═══ RECORDS FOR THE TASK

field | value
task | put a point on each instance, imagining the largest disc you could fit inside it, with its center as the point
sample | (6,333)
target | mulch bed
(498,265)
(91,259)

══════

**GIVEN TASK**:
Reproduce every line of the listing above verbatim, without altering any character.

**FINISHED EXERCISE**:
field | value
task | put a point on each instance, imagining the largest disc you could fit inside it, with its center as the point
sample | (6,333)
target | mulch bed
(498,265)
(91,259)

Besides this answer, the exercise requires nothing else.